Requirement: Output the data in full and exactly as presented.

[Dataset records]

========================

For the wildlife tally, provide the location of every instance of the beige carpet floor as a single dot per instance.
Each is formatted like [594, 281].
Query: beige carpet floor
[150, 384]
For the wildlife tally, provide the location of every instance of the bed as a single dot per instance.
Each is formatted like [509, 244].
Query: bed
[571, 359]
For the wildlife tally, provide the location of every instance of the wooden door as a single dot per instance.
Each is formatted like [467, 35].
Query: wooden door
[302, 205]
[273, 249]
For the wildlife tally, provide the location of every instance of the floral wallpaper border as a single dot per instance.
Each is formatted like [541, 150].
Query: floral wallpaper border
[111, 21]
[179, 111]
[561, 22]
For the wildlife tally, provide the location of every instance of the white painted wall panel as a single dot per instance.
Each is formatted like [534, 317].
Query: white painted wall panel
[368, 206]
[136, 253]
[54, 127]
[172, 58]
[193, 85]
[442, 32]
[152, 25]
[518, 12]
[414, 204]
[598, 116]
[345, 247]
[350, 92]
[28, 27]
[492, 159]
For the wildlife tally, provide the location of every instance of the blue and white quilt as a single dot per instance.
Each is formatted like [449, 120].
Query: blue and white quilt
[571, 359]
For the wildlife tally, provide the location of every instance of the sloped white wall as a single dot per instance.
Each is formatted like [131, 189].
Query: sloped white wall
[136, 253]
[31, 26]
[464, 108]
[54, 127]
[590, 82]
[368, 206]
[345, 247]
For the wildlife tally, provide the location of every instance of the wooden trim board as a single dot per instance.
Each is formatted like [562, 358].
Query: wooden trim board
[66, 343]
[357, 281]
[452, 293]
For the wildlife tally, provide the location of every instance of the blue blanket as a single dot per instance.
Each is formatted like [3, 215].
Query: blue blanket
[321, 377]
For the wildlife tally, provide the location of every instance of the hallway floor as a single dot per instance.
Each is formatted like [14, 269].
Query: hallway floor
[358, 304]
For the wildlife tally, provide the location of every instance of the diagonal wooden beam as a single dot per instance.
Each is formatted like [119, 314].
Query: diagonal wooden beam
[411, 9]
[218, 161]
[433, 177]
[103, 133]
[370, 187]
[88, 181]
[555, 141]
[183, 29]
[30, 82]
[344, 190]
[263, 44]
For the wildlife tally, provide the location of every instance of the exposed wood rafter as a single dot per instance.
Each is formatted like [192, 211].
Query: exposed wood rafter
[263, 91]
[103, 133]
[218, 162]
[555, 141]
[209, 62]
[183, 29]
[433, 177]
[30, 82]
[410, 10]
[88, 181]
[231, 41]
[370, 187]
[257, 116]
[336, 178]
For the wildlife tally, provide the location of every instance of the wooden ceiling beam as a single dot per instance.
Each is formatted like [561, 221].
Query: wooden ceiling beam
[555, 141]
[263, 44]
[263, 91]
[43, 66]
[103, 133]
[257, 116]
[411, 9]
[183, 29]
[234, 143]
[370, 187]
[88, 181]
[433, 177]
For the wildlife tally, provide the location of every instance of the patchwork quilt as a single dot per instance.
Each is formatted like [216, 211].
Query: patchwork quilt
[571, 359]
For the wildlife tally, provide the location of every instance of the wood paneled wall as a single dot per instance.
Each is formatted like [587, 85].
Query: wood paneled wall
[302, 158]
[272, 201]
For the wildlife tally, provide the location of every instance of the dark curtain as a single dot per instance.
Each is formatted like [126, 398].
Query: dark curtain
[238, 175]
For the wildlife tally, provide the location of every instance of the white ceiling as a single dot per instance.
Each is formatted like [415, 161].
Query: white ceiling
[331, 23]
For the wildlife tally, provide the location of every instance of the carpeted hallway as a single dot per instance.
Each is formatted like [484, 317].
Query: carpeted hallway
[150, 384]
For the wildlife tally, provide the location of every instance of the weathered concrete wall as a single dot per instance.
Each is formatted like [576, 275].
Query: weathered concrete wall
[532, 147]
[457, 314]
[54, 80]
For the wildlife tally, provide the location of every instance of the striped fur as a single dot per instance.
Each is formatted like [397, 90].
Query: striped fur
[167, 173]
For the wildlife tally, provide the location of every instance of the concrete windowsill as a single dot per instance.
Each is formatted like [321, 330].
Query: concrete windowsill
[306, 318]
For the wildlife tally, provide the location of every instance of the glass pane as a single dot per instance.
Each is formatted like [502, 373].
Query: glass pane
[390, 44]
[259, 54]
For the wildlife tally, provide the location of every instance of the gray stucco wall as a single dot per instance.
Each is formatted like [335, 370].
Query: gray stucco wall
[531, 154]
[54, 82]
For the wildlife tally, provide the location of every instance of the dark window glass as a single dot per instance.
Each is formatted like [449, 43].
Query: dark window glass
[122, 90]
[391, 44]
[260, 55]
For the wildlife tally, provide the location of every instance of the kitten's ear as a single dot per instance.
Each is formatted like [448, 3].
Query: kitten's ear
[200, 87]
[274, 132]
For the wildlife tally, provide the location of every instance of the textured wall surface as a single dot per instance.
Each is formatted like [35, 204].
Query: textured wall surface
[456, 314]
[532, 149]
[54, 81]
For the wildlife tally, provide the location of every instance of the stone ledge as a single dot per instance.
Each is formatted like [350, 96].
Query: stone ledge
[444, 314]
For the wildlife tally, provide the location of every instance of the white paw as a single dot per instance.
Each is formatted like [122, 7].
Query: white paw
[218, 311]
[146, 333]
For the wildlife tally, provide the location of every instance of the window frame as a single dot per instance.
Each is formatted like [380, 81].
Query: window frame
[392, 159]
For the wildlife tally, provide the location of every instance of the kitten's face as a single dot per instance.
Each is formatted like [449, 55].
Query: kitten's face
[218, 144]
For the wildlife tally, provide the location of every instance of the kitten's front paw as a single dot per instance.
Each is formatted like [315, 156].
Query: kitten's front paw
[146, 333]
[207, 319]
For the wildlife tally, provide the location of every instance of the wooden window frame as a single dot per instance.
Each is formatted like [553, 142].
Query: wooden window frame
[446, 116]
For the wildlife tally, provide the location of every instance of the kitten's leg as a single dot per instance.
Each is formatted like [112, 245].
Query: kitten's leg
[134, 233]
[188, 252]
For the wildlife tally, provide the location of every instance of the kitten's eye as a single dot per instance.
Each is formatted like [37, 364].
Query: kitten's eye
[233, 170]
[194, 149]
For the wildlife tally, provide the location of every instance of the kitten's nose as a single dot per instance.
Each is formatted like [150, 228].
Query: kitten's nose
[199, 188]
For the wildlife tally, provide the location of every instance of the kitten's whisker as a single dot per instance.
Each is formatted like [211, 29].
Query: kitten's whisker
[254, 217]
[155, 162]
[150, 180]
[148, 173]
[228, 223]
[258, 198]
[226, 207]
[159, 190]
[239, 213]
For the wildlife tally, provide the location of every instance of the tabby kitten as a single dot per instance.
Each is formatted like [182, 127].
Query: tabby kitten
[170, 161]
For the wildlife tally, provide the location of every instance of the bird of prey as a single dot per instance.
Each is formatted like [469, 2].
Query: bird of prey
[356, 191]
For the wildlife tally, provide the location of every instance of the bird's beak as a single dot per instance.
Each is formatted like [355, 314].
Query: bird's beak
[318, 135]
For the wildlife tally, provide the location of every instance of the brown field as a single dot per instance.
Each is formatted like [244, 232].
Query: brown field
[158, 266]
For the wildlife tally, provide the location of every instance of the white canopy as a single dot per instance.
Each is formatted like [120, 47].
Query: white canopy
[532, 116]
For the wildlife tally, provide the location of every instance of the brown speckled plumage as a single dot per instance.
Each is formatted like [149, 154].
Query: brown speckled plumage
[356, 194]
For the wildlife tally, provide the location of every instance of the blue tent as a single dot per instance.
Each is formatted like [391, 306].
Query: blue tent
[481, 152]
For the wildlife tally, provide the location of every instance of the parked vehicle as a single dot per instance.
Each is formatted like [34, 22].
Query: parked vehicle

========================

Answer to this exercise:
For the wildlife tally, provide the location of every instance of the beige carpet floor as a single dot per instance.
Each is formatted like [594, 281].
Query: beige carpet floor
[150, 384]
For the wildlife tally, provide the location of every instance of the bed as a single dot per instance.
Each is formatted like [509, 244].
Query: bed
[571, 359]
For the wildlife tally, provide the location of every instance of the wooden door as a single dot per instance.
Each is formatted like [467, 35].
Query: wooden door
[302, 205]
[273, 249]
For the wildlife tally, provide the location of every instance of the floral wallpaper border as a single dot per instance.
Each is formatted like [541, 150].
Query: floral wallpaper border
[111, 21]
[179, 111]
[561, 22]
For the wildlife tally, provide the location of every instance of the white painted wall panel as a single dot per instance.
Each is formatted like [534, 317].
Query: white painted wall panel
[368, 206]
[136, 253]
[54, 127]
[172, 58]
[193, 85]
[442, 32]
[152, 25]
[518, 12]
[414, 204]
[598, 116]
[345, 247]
[350, 92]
[28, 27]
[492, 159]
For the wildlife tally, provide the location of every instance of the blue and white quilt as a single dot per instance.
Each is formatted like [449, 120].
Query: blue and white quilt
[571, 359]
For the wildlife tally, provide the location of every instance of the sloped white wall as a single dot per instance.
Each is formatted like [131, 189].
Query: sloped white wall
[136, 253]
[31, 26]
[464, 108]
[54, 127]
[590, 82]
[368, 206]
[345, 247]
For the wildlife tally, provide the location of every instance of the wooden trim board as a single dot per instance.
Each is formatted like [562, 358].
Query: wooden trim board
[66, 343]
[357, 281]
[452, 293]
For the wildlife tally, provide the location of every instance of the blue blanket as a single dot per instance.
Each is formatted like [3, 215].
Query: blue blanket
[321, 377]
For the wildlife tally, provide the location of every instance of the hallway floor as a single dot per instance.
Each is formatted like [14, 269].
Query: hallway floor
[358, 304]
For the wildlife tally, provide the location of every instance of the diagonal wooden beam as a single dot per instance.
Each is formatted like [119, 314].
Query: diagonal wooden beam
[411, 9]
[218, 161]
[433, 177]
[103, 133]
[370, 187]
[88, 181]
[555, 141]
[183, 29]
[30, 82]
[344, 190]
[263, 44]
For the wildlife tally, provide the location of every instance of the exposed wood rafter as a single dot per instance.
Each is formatted like [192, 211].
Query: exposed wood rafter
[263, 91]
[103, 133]
[218, 162]
[555, 141]
[209, 62]
[183, 29]
[433, 177]
[30, 82]
[410, 10]
[88, 181]
[231, 41]
[370, 187]
[257, 116]
[336, 178]
For the wildlife tally, provide the location of every instance of the wooden ceiling beam as a single dot per instance.
Each is formatted like [561, 221].
Query: wooden ceiling beam
[555, 141]
[263, 44]
[263, 91]
[43, 66]
[103, 133]
[257, 116]
[411, 9]
[183, 29]
[234, 143]
[370, 187]
[88, 181]
[433, 177]
For the wildlife tally, provide the location of every instance of the patchwork quilt as a single dot per instance.
Each is formatted like [216, 211].
Query: patchwork quilt
[571, 359]
For the wildlife tally, provide the location of every instance of the wood paneled wall as a single dot per instance.
Each is formatted like [587, 85].
Query: wood paneled wall
[302, 158]
[272, 201]
For the wildlife tally, provide the location of every instance of the dark curtain as a single dot per instance.
Each is formatted like [126, 398].
Query: dark curtain
[238, 175]
For the wildlife tally, provide the location of every instance of the white ceiling as a single dot per instance.
Each is formatted like [415, 161].
Query: white ceiling
[331, 23]
For the wildlife tally, provide the location of every instance of the carpeted hallway as a single dot per instance.
Each is formatted like [484, 317].
Query: carpeted hallway
[150, 384]
For the wildlife tally, provide the location of every instance of the weathered concrete wall as a single dot per instance.
Each is formatted like [576, 275].
Query: weathered concrete wall
[532, 147]
[457, 314]
[54, 80]
For the wildlife tally, provide the location of every instance of the striped fur as a single dot per instance.
Each is formatted like [397, 90].
Query: striped fur
[167, 173]
For the wildlife tally, provide the location of every instance of the concrete windowsill as a single dot per instance.
Each is formatted like [321, 330].
Query: concrete windowsill
[306, 318]
For the wildlife tally, provide the location of every instance of the glass pane as a single dot per instance.
Each is formatted like [502, 373].
Query: glass pane
[390, 44]
[259, 54]
For the wildlife tally, provide the location of every instance of the gray stucco wall as a single dot per instance.
Each is formatted like [335, 370].
Query: gray stucco wall
[531, 154]
[54, 82]
For the wildlife tally, provide the location of every instance of the dark window glass as a single dot per instance.
Each is formatted like [449, 43].
Query: dark window glass
[122, 90]
[391, 44]
[260, 55]
For the wildlife tally, provide the location of every instance of the kitten's ear as a single dot per instance.
Each is formatted like [448, 3].
Query: kitten's ear
[200, 87]
[274, 132]
For the wildlife tally, provide the location of every instance of the textured wall surface as a single dot per instance.
Each is formatted like [35, 204].
Query: textured wall surface
[456, 314]
[532, 149]
[54, 81]
For the wildlife tally, provide the location of every instance of the stone ledge as a single dot per instance.
Each is formatted like [350, 96].
Query: stone ledge
[444, 314]
For the wildlife tally, provide the location of every instance of the white paw as a single dot per instance.
Each is formatted like [122, 7].
Query: white paw
[218, 311]
[146, 333]
For the wildlife tally, provide the location of every instance of the window frame as a single dot per instance.
Each is formatted like [380, 81].
Query: window frame
[392, 159]
For the wildlife tally, provide the location of every instance of the kitten's face as a single dot per instance.
Each is formatted like [449, 55].
Query: kitten's face
[218, 144]
For the wildlife tally, provide the location of every instance of the kitten's front paw as a single dot per instance.
Each is formatted like [315, 156].
Query: kitten's front paw
[146, 333]
[207, 319]
For the wildlife tally, provide the location of every instance of the wooden window frame as a single dot per instance.
Each is formatted like [553, 142].
Query: wooden window frame
[446, 116]
For the wildlife tally, provide the location of every instance of the kitten's leg as a single dot per instance.
Each is formatted like [112, 245].
Query: kitten's leg
[134, 233]
[188, 252]
For the wildlife tally, provide the location of every instance of the kitten's eye as a single dot per instance.
Each is formatted like [37, 364].
Query: kitten's eye
[233, 170]
[194, 149]
For the wildlife tally, provide the location of every instance of the kitten's nose as a single dot per instance.
Each is formatted like [150, 228].
Query: kitten's nose
[199, 188]
For the wildlife tally, provide the location of every instance of the kitten's whisker as a single dot per instance.
Each is formatted like [211, 29].
Query: kitten's whisker
[254, 217]
[155, 162]
[150, 180]
[148, 173]
[228, 223]
[258, 198]
[226, 207]
[159, 190]
[239, 213]
For the wildlife tally, provide the location of every instance of the tabby kitten as a single dot per instance.
Each is formatted like [182, 127].
Query: tabby kitten
[170, 161]
For the wildlife tally, provide the location of every instance of the bird of prey as a single dot per instance.
Each is formatted like [469, 2].
Query: bird of prey
[356, 191]
For the wildlife tally, provide the location of every instance of the bird's beak as a single dot per instance.
Each is formatted like [355, 314].
Query: bird's beak
[318, 135]
For the wildlife tally, provide the location of every instance of the brown field as a single dot per instance.
Each is formatted like [244, 232].
Query: brown field
[158, 266]
For the wildlife tally, provide the location of every instance of the white canopy as a single dot per instance.
Each is formatted like [120, 47].
Query: white canopy
[532, 116]
For the wildlife tally, provide the location of every instance of the brown speckled plumage as a single dot per instance.
Each is formatted like [149, 154].
Query: brown speckled plumage
[356, 194]
For the wildlife tally, provide the location of every instance of the blue tent as a single dot per instance.
Each is formatted like [391, 306].
Query: blue tent
[481, 152]
For the wildlife tally, provide the location of every instance of the parked vehicle as a single dot per instance.
Each is formatted like [34, 22].
Query: parked vehicle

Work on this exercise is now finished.